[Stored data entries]
==*==
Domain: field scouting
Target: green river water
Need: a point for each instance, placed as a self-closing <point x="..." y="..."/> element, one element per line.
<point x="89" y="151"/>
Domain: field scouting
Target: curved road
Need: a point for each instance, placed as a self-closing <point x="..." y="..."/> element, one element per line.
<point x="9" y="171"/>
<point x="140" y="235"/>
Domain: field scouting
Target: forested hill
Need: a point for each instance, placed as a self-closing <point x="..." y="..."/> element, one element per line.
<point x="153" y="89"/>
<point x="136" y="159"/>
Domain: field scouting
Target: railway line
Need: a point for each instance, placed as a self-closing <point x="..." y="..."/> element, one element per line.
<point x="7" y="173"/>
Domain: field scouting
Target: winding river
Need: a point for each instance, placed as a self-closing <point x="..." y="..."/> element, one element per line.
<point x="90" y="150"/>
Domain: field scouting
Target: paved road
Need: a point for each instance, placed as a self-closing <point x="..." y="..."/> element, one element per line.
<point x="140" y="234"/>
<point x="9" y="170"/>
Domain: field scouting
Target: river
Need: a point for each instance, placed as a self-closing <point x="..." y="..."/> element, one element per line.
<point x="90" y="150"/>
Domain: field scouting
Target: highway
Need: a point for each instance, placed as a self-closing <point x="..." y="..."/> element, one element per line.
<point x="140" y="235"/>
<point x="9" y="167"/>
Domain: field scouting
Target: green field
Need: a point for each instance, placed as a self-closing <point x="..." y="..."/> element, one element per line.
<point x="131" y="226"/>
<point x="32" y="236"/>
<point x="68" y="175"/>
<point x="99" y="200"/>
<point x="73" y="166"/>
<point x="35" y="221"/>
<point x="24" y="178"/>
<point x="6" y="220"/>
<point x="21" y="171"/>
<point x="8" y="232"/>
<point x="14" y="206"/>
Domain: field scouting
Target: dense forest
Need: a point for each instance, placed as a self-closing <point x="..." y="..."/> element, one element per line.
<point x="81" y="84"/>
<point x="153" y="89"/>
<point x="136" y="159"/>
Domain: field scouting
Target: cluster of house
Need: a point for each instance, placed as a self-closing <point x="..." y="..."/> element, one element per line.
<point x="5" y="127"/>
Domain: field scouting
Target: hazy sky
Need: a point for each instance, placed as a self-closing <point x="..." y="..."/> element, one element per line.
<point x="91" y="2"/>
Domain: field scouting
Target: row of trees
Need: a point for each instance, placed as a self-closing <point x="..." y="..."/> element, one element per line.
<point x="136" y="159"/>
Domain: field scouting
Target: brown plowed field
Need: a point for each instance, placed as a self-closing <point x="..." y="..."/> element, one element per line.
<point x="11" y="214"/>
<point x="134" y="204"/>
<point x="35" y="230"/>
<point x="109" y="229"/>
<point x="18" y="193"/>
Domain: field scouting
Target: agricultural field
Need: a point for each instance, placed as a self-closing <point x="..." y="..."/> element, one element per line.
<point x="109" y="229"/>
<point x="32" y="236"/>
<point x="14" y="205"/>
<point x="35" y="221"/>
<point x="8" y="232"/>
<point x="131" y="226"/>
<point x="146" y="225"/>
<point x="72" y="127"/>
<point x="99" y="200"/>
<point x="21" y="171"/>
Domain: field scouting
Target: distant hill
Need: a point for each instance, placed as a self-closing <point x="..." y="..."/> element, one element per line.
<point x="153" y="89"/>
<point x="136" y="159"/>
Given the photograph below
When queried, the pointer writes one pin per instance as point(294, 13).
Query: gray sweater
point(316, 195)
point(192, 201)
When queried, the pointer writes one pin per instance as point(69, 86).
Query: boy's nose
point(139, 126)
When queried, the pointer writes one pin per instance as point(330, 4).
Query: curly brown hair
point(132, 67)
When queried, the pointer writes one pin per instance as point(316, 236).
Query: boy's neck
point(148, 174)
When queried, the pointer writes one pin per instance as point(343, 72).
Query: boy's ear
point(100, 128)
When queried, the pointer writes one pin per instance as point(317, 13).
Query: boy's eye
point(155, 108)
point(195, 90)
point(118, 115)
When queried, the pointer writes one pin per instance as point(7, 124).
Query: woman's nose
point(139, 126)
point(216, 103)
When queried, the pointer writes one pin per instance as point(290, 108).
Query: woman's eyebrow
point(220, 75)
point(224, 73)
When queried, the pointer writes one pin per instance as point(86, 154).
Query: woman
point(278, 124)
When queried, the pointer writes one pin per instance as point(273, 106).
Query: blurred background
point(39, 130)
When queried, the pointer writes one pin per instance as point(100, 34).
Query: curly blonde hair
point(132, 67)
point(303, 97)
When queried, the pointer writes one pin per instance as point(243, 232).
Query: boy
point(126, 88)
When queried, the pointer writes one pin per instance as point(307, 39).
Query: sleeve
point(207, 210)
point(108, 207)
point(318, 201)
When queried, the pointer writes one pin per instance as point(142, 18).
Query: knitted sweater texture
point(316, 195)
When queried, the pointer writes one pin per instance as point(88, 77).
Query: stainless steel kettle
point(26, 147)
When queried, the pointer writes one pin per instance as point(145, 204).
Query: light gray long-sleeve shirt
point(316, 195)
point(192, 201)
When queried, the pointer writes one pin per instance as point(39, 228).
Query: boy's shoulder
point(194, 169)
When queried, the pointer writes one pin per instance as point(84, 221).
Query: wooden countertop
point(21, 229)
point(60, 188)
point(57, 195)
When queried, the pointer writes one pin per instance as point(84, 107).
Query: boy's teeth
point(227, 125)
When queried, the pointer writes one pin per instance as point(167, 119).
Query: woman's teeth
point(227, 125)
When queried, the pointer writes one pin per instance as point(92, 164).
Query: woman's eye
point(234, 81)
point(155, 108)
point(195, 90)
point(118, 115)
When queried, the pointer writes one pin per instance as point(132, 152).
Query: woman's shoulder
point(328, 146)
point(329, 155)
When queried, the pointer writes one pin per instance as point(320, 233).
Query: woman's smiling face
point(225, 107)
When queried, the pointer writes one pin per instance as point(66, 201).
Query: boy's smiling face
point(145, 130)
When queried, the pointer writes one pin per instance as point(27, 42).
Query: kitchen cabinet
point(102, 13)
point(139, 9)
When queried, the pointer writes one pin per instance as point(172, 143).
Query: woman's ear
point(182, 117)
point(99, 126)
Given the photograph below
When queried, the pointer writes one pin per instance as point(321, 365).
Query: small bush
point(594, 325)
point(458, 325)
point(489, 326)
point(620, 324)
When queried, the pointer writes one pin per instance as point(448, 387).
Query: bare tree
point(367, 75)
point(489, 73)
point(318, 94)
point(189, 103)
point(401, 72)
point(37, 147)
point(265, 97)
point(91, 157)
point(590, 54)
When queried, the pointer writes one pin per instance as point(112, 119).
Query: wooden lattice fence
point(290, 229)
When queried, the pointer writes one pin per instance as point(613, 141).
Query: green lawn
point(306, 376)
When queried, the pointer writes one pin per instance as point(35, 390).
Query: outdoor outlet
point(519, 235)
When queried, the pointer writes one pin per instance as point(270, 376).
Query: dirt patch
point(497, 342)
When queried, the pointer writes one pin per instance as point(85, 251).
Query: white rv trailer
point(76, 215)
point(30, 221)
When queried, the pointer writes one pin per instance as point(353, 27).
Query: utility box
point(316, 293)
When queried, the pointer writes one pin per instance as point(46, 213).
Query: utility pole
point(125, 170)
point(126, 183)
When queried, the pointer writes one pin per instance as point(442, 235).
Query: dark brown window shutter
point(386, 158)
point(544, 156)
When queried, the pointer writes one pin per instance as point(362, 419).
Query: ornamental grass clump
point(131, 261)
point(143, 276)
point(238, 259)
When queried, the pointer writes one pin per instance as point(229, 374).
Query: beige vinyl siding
==*==
_Required action_
None of the lines above may be skipped. Transcribe each one exactly.

_Result_
Domain: field scouting
Target: green river water
Need: a point for each instance, placed as a self-closing <point x="..." y="..."/> element, one element per line.
<point x="89" y="151"/>
Domain: field scouting
Target: curved road
Need: a point for each instance, placed as a self-closing <point x="..." y="..."/> element, one element per line.
<point x="9" y="171"/>
<point x="140" y="235"/>
Domain: field scouting
Target: forested hill
Need: a point for each instance, placed as a self-closing <point x="..." y="..."/> element, one element per line.
<point x="153" y="89"/>
<point x="136" y="159"/>
Domain: field scouting
Target: railway line
Need: a point for each instance, placed as a self-closing <point x="..." y="..."/> element, one element per line.
<point x="7" y="173"/>
Domain: field scouting
Target: winding river
Need: a point for each instance, placed as a self-closing <point x="..." y="..."/> element, one element per line.
<point x="90" y="150"/>
Domain: field scouting
Target: paved road
Need: a point for each instance, placed as a self-closing <point x="..." y="..."/> element, one element per line.
<point x="140" y="234"/>
<point x="9" y="170"/>
Domain: field scouting
Target: river
Need: a point for each instance, placed as a self-closing <point x="..." y="..."/> element, one element per line.
<point x="90" y="150"/>
Domain: field scouting
Target: highway
Need: a point for each instance, placed as a self-closing <point x="..." y="..."/> element, one element per line.
<point x="140" y="235"/>
<point x="9" y="167"/>
Domain: field scouting
Target: green field
Need: a point for each instance, placed as a self-closing <point x="..." y="..."/> element, one element per line.
<point x="131" y="226"/>
<point x="32" y="236"/>
<point x="68" y="175"/>
<point x="99" y="200"/>
<point x="73" y="166"/>
<point x="35" y="221"/>
<point x="24" y="178"/>
<point x="6" y="220"/>
<point x="21" y="171"/>
<point x="8" y="232"/>
<point x="14" y="206"/>
Domain: field scouting
Target: dense forest
Need: a point for each instance, placed as a self-closing <point x="..." y="..."/> element, one element per line.
<point x="81" y="84"/>
<point x="153" y="89"/>
<point x="136" y="159"/>
Domain: field scouting
Target: cluster of house
Need: a point for each instance, placed as a self-closing <point x="..." y="..."/> element, one element per line.
<point x="5" y="127"/>
Domain: field scouting
Target: hazy sky
Need: a point for each instance, placed as a self-closing <point x="..." y="..."/> element, one element per line.
<point x="91" y="2"/>
Domain: field scouting
Target: row of trees
Need: a point for each instance, placed as a self-closing <point x="..." y="..."/> element, one element per line.
<point x="136" y="159"/>
Domain: field scouting
Target: brown plowed field
Need: a point for each instance, placed as a self-closing <point x="..." y="..."/> element, one element per line.
<point x="11" y="214"/>
<point x="134" y="204"/>
<point x="35" y="230"/>
<point x="109" y="229"/>
<point x="18" y="193"/>
Domain: field scouting
Target: agricultural field
Need: a point for each instance, placed as a self-closing <point x="..." y="..."/> element, one element per line.
<point x="109" y="229"/>
<point x="32" y="236"/>
<point x="14" y="205"/>
<point x="35" y="221"/>
<point x="8" y="232"/>
<point x="131" y="226"/>
<point x="146" y="225"/>
<point x="72" y="127"/>
<point x="99" y="200"/>
<point x="21" y="171"/>
Domain: field scouting
Target: distant hill
Need: a point for each instance, placed as a self-closing <point x="..." y="..."/> element, one element per line.
<point x="153" y="89"/>
<point x="136" y="159"/>
Given the photograph below
When queried, the pointer writes one pin per instance as point(294, 13).
Query: gray sweater
point(316, 195)
point(192, 201)
When queried, the pointer writes one pin per instance as point(69, 86).
Query: boy's nose
point(139, 126)
When queried, the pointer writes one pin per instance as point(330, 4).
Query: curly brown hair
point(132, 67)
When queried, the pointer writes one pin per instance as point(316, 236).
Query: boy's neck
point(148, 174)
When queried, the pointer writes one pin per instance as point(343, 72).
Query: boy's ear
point(100, 128)
When queried, the pointer writes one pin per instance as point(317, 13).
Query: boy's eye
point(155, 108)
point(195, 90)
point(118, 115)
When queried, the pointer writes one pin per instance as point(7, 124).
Query: woman's nose
point(139, 126)
point(216, 103)
When queried, the pointer writes one pin per instance as point(290, 108).
Query: woman's eyebrow
point(220, 75)
point(224, 73)
When queried, the pointer writes one pin per instance as point(86, 154).
Query: woman
point(278, 124)
When queried, the pointer writes one pin per instance as point(273, 106).
Query: blurred background
point(39, 130)
When queried, the pointer writes one pin per instance as point(100, 34).
Query: curly blonde hair
point(132, 67)
point(303, 97)
When queried, the pointer writes one pin per instance as point(243, 232).
Query: boy
point(126, 88)
When queried, the pointer writes one pin per instance as point(307, 39).
Query: sleeve
point(207, 210)
point(108, 207)
point(318, 201)
When queried, the pointer writes one pin per instance as point(142, 18).
Query: knitted sweater texture
point(316, 195)
When queried, the pointer writes one pin per instance as point(88, 77).
Query: stainless steel kettle
point(26, 147)
When queried, the pointer writes one pin per instance as point(145, 204).
Query: light gray long-sleeve shirt
point(316, 195)
point(192, 201)
When queried, the pointer writes one pin per instance as point(39, 228).
Query: boy's shoulder
point(194, 169)
When queried, the pointer writes one pin per instance as point(84, 221).
Query: wooden countertop
point(21, 229)
point(60, 188)
point(57, 195)
When queried, the pointer writes one pin per instance as point(84, 107).
Query: boy's teeth
point(227, 125)
When queried, the pointer writes one pin per instance as point(167, 119).
Query: woman's teeth
point(227, 125)
When queried, the pointer writes one pin per instance as point(92, 164).
Query: woman's eye
point(234, 81)
point(155, 108)
point(195, 90)
point(118, 115)
When queried, the pointer writes one pin per instance as point(132, 152).
Query: woman's shoulder
point(328, 146)
point(329, 155)
When queried, the pointer writes one pin per instance as point(320, 233).
Query: woman's smiling face
point(225, 107)
When queried, the pointer writes one pin per instance as point(66, 201).
Query: boy's smiling face
point(145, 130)
When queried, the pointer writes one pin per instance as point(27, 42).
Query: kitchen cabinet
point(102, 13)
point(139, 9)
When queried, the pointer writes one pin per instance as point(172, 143).
Query: woman's ear
point(182, 117)
point(99, 126)
Given the photograph below
When queried, the pointer writes one pin per instance as point(321, 365).
Query: small bush
point(594, 325)
point(458, 325)
point(489, 326)
point(620, 324)
When queried, the pointer writes one pin per instance as point(448, 387).
Query: bare tree
point(367, 75)
point(489, 73)
point(318, 94)
point(189, 103)
point(401, 72)
point(37, 147)
point(265, 97)
point(91, 157)
point(590, 54)
When queried, the pointer writes one pin per instance as point(112, 119).
Query: wooden lattice fence
point(290, 229)
When queried, the pointer writes one pin per instance as point(613, 141).
Query: green lawn
point(306, 376)
When queried, the pointer writes one pin per instance as point(35, 390).
Query: outdoor outlet
point(519, 235)
When queried, the pointer writes one pin per instance as point(270, 376).
Query: dirt patch
point(497, 342)
When queried, the pointer writes one pin per instance as point(85, 251).
Query: white rv trailer
point(76, 215)
point(30, 221)
When queried, the pointer writes one pin per instance as point(353, 27).
Query: utility box
point(316, 293)
When queried, the pointer writes one pin per instance as point(46, 213).
Query: utility pole
point(125, 170)
point(126, 183)
When queried, the pointer writes one pin per instance as point(442, 235).
Query: dark brown window shutter
point(386, 158)
point(544, 156)
When queried, the pointer writes one pin per instance as point(362, 419).
Query: ornamental grass clump
point(131, 261)
point(143, 276)
point(238, 259)
When queried, the pointer writes one pin per instance as point(229, 374).
Query: beige vinyl siding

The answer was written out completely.